Goal: From the face recognition lab below, extract the passage that begins at the words "Creating Training and" and ends after "we do that?", copying it word for word.

Lab 11: Face Recognition

The goal of this lab is to implement face recognition using Principal Component Analysis (PCA). One of the most important applications of the PCA is mapping a dataset into a new space with smaller dimension in a way that minimizes the reconstruction error. Dimensionality reduction is specially useful for datasets in which the dimension of each sample points is large, as in the case of images.

Creating Training and Test Sets

One of the most important concepts in statistics and machine learning is that of training and testing sets. The question we’re trying to address is how to test our methods in a “realistic” scenario. That is, after we’ve trained our algorithm, it has to work on images it hasn’t seen yet, i.e., on new faces. So to know how well it’ll do in practice, we need to test it on new faces and not on faces we’ve used to train it. How do we do that?

Instead of using all the data we have available, we’re going to separate it into two parts: the training set contains the pictures of faces we will use to develop our algorithm; the test set contains the pictures of faces we will use to test it. Notice that both of them come from the labeled picture set we have, but during testing we’ll hide the labels, try to guess them, and then compare with the true label to see how we did. The most important thing is that we are never allowed to use any picture from the test set during training, only for testing.

Material provided:
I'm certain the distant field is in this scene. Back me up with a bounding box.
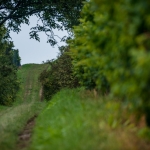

Solved exercise:
Creating Training and Test Sets

One of the most important concepts in statistics and machine learning is that of training and testing sets. The question we’re trying to address is how to test our methods in a “realistic” scenario. That is, after we’ve trained our algorithm, it has to work on images it hasn’t seen yet, i.e., on new faces. So to know how well it’ll do in practice, we need to test it on new faces and not on faces we’ve used to train it. How do we do that?